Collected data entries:
===

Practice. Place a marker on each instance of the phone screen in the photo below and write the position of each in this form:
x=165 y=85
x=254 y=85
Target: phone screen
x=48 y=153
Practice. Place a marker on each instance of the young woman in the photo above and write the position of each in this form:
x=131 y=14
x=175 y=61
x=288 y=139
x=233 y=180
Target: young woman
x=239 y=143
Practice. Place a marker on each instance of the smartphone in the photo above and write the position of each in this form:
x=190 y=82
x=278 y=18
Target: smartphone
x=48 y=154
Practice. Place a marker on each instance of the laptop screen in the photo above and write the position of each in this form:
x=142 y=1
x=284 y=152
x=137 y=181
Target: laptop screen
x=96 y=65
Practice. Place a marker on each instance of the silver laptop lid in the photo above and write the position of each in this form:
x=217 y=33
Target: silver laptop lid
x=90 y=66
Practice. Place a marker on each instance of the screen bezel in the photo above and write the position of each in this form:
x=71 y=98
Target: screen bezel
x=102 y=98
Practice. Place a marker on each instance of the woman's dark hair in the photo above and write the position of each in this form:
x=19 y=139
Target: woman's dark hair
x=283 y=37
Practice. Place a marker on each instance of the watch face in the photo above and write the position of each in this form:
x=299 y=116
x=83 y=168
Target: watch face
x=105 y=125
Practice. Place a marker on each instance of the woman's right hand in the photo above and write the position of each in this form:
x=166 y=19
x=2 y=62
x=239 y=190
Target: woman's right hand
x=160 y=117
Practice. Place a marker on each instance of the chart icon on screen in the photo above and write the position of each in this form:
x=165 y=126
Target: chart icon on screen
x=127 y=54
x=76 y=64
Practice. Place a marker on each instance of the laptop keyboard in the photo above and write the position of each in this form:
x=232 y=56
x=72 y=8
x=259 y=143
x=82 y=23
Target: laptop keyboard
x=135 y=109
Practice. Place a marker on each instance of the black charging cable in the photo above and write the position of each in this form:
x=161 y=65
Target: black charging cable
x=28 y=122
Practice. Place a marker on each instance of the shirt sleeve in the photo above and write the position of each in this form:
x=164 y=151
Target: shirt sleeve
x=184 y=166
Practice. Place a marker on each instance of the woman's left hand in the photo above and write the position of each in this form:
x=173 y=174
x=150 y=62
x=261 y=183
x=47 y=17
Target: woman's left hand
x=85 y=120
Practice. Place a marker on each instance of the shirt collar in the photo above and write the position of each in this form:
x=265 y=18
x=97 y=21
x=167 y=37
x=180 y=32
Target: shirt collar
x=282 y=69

===

Return the full data above, line for line.

Practice. Place a marker on each instance of the phone screen in the photo below and write the position of each in this form:
x=165 y=85
x=254 y=85
Target: phone screen
x=48 y=153
Practice. Place a marker on each instance of the young woman in the photo above and write the position of each in this form:
x=131 y=14
x=175 y=61
x=288 y=139
x=233 y=180
Target: young woman
x=239 y=143
Practice. Place a marker on each instance of the smartphone in the photo above and write the position of each in this form:
x=190 y=82
x=278 y=18
Target: smartphone
x=48 y=154
Practice. Place a marker on each instance of the laptop screen in the photo above and write the position of each in this form:
x=142 y=1
x=284 y=152
x=137 y=181
Target: laptop screen
x=96 y=65
Practice. Place a marker on each instance of the silver laptop lid in the photo above and write the position of each in this form:
x=217 y=33
Target: silver laptop lid
x=90 y=66
Practice. Place a marker on each instance of the screen bezel in the photo above and write the position of each in this form:
x=71 y=98
Target: screen bezel
x=102 y=98
Practice. Place a marker on each instance of the woman's dark hair in the photo above and write the position of each in this form:
x=19 y=139
Target: woman's dark hair
x=283 y=37
Practice. Place a marker on each instance of the watch face in the photo above and write the position of each in this form:
x=299 y=116
x=83 y=168
Target: watch face
x=105 y=125
Practice. Place a marker on each instance of the woman's right hand in the photo above and write the position of each in this form:
x=166 y=19
x=2 y=62
x=239 y=190
Target: woman's right hand
x=160 y=117
Practice. Place a marker on each instance of the chart icon on screen in the photo above and write the position of each in this form:
x=165 y=126
Target: chart icon on screen
x=127 y=54
x=76 y=64
Practice. Place a marker on each instance of the laptop keyboard in the photo above and write the position of each in this form:
x=232 y=56
x=72 y=8
x=259 y=143
x=82 y=23
Target: laptop keyboard
x=135 y=109
Practice. Place a marker on each instance of the black charging cable in the photo above and write the position of each in this form:
x=161 y=65
Target: black charging cable
x=28 y=122
Practice. Place a marker on each instance of the shirt sleeve in the photo above and write the position of each in this form:
x=164 y=151
Target: shirt sleeve
x=184 y=166
Practice. Place a marker on each instance of the woman's left hand in the photo above and write the position of each in this form:
x=173 y=174
x=150 y=62
x=261 y=183
x=47 y=17
Target: woman's left hand
x=85 y=120
Practice. Place a marker on each instance of the shirt collar in the photo above and write the position of each in this form:
x=265 y=18
x=97 y=21
x=167 y=37
x=180 y=32
Target: shirt collar
x=282 y=69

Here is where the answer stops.